**EXERCISE DETAILS:** Go through the data below and copy out each line that contains the string "truss", leaving out all other lines.

**SOURCE DATA:**
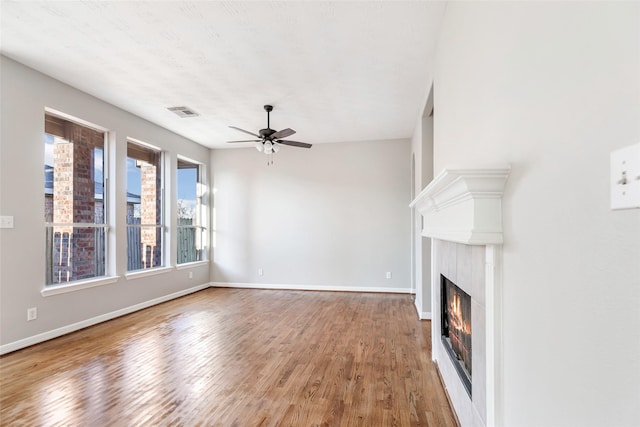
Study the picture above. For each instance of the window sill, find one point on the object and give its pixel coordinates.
(144, 273)
(191, 265)
(76, 286)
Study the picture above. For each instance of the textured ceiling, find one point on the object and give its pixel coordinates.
(334, 71)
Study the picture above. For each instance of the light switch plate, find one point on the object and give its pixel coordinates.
(625, 177)
(6, 221)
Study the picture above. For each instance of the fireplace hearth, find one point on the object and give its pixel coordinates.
(456, 328)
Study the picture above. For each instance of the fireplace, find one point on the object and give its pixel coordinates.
(455, 328)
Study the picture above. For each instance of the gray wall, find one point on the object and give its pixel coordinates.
(25, 94)
(332, 217)
(552, 88)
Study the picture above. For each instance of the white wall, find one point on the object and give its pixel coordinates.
(331, 217)
(552, 88)
(25, 94)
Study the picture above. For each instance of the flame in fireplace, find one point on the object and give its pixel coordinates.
(459, 319)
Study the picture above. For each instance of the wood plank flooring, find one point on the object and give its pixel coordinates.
(235, 357)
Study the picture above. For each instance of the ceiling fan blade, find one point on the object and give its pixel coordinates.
(283, 133)
(294, 143)
(245, 131)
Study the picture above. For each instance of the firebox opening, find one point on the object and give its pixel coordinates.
(456, 328)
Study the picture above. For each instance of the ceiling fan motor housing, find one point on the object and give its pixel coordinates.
(266, 133)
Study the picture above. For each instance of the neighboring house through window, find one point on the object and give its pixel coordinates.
(145, 219)
(190, 212)
(75, 201)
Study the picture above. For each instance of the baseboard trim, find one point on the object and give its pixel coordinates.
(45, 336)
(297, 287)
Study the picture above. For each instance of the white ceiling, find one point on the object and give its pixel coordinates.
(334, 71)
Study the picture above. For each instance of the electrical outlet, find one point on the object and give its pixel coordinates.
(625, 177)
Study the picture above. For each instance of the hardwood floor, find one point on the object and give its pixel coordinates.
(235, 357)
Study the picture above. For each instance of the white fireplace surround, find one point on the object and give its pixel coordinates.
(464, 206)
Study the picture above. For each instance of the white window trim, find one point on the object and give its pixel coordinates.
(51, 290)
(186, 265)
(137, 274)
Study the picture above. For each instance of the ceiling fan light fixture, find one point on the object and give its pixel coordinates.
(268, 147)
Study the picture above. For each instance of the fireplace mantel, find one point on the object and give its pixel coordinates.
(464, 206)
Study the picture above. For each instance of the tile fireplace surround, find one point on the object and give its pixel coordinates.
(462, 214)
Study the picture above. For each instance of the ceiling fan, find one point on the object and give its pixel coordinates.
(268, 140)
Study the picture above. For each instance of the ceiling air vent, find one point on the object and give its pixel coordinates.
(183, 111)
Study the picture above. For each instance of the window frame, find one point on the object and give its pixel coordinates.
(58, 125)
(141, 150)
(200, 217)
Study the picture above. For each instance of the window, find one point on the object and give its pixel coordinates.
(145, 219)
(190, 212)
(74, 201)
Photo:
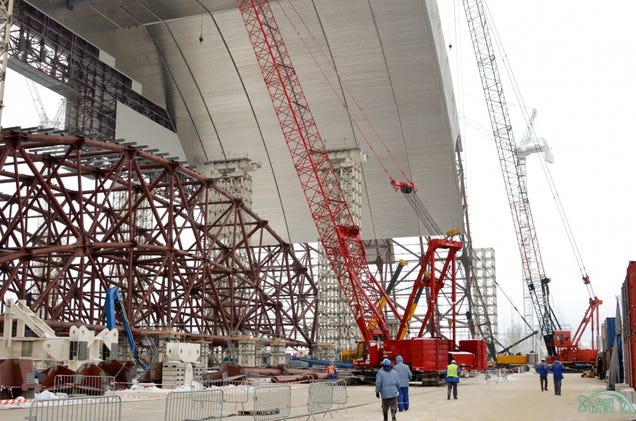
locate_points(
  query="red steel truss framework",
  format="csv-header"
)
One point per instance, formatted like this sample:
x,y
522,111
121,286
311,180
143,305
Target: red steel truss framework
x,y
80,215
337,231
51,54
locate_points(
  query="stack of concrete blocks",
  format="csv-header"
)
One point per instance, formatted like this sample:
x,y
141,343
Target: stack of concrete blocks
x,y
181,365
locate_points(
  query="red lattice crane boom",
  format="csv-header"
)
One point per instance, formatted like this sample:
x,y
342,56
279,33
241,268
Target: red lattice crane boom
x,y
337,231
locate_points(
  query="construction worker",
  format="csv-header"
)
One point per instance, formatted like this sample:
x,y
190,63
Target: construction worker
x,y
557,375
331,372
542,369
386,386
452,374
405,375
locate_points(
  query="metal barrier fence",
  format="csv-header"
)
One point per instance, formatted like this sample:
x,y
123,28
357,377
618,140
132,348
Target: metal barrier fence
x,y
199,405
322,397
272,402
496,376
79,384
94,408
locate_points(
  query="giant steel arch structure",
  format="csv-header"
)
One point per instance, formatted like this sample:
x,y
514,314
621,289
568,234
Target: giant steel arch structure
x,y
81,215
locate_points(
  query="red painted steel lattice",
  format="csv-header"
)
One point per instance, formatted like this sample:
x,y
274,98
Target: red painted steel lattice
x,y
80,215
337,231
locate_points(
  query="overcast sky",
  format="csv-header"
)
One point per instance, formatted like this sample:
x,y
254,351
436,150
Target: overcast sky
x,y
574,62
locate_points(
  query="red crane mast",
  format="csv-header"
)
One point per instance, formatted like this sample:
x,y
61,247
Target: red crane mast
x,y
338,233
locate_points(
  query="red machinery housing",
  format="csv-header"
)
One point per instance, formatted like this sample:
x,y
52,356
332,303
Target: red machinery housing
x,y
428,352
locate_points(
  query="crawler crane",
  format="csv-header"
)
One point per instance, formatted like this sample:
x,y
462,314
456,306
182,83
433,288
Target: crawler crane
x,y
560,344
338,233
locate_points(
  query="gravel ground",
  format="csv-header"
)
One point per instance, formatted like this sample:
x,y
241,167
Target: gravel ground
x,y
518,397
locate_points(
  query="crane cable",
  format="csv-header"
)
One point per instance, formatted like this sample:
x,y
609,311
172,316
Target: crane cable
x,y
346,87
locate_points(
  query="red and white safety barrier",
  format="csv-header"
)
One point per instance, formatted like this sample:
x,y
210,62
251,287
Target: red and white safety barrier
x,y
15,401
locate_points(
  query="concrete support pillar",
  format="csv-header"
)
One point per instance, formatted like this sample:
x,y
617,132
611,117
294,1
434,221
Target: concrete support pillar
x,y
336,324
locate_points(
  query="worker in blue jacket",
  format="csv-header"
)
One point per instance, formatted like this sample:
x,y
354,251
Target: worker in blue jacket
x,y
405,375
386,386
452,374
542,369
557,375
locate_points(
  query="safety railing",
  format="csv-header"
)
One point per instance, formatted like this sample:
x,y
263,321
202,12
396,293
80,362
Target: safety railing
x,y
93,408
271,403
236,393
79,384
198,405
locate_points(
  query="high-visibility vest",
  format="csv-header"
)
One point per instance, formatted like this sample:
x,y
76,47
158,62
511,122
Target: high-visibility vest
x,y
451,370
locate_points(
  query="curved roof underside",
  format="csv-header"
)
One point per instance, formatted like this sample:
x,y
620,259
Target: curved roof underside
x,y
194,58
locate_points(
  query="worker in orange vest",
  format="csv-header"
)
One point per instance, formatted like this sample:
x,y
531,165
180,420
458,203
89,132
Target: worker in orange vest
x,y
331,372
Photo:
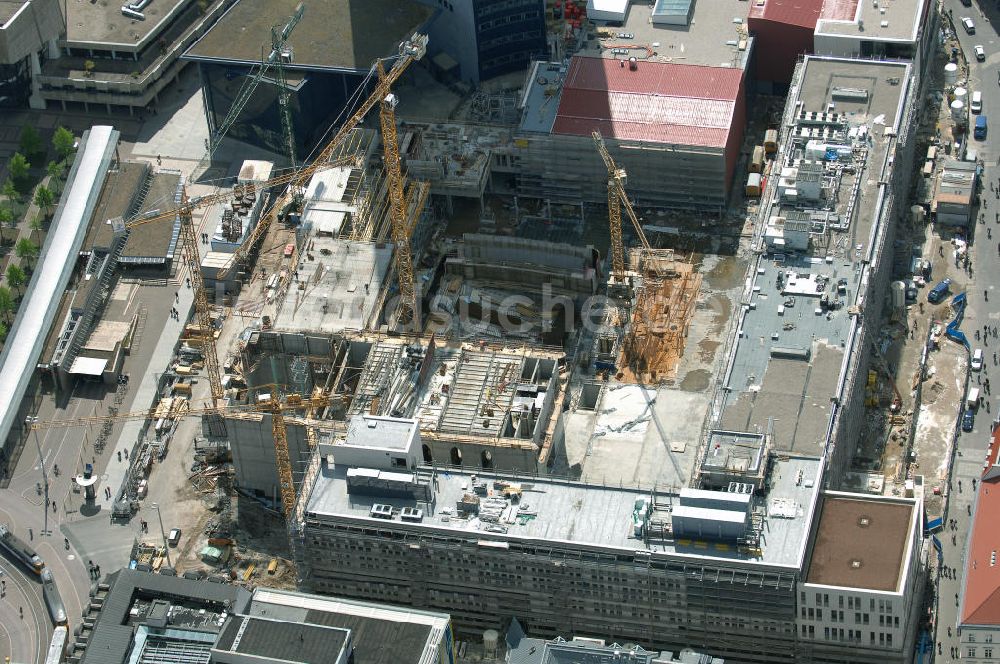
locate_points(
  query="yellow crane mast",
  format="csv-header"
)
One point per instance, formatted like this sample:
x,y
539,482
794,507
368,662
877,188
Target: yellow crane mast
x,y
397,208
617,199
410,50
274,406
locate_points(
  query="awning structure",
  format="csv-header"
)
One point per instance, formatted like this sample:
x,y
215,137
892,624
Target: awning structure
x,y
88,366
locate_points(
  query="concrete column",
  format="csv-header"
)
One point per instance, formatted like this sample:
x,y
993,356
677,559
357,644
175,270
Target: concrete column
x,y
35,101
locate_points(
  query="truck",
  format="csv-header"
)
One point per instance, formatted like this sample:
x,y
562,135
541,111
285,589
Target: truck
x,y
981,126
939,291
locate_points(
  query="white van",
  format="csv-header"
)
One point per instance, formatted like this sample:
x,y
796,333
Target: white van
x,y
972,399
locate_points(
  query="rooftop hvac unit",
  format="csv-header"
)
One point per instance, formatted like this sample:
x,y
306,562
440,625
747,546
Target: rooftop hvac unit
x,y
412,514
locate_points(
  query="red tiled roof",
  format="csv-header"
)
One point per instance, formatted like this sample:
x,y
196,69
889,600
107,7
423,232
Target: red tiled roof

**THE RESULT:**
  query="red steel truss framework",
Target: red steel truss framework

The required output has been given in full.